═════ DATASET ═════

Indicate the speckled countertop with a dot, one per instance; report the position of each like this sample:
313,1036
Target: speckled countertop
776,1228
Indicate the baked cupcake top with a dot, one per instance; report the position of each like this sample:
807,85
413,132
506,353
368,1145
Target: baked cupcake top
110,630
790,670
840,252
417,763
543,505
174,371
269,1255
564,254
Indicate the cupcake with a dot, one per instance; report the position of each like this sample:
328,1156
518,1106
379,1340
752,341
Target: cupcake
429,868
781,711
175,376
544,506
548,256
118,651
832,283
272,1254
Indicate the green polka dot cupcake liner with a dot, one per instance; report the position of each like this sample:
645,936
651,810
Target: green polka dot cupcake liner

═════

» GIVEN PROBLEM
Return all of the material above, line for line, without changing a single character.

» ANSWER FOR THIS EXERCISE
Indicate the speckled countertop with a dot, one per instance; report the position of each like this sample:
313,1036
Target: speckled countertop
776,1228
Indicate the baked cupcake top with a dot, one per instance; report the position of each like this sample:
807,85
413,132
506,353
368,1145
Target: baked cupcake top
110,630
790,670
840,252
417,763
543,505
174,371
269,1255
564,254
Indicate the cupcake with a dot, one per instance; report the position of each like this sample:
328,1156
518,1106
379,1340
752,341
Target: cupcake
429,868
781,711
175,376
544,506
548,256
118,651
832,283
272,1254
Indicate the green polka dot cupcake liner with a dot, one per instance; report the position of each like this sample:
645,936
651,810
Target: green polka dot cupcake liner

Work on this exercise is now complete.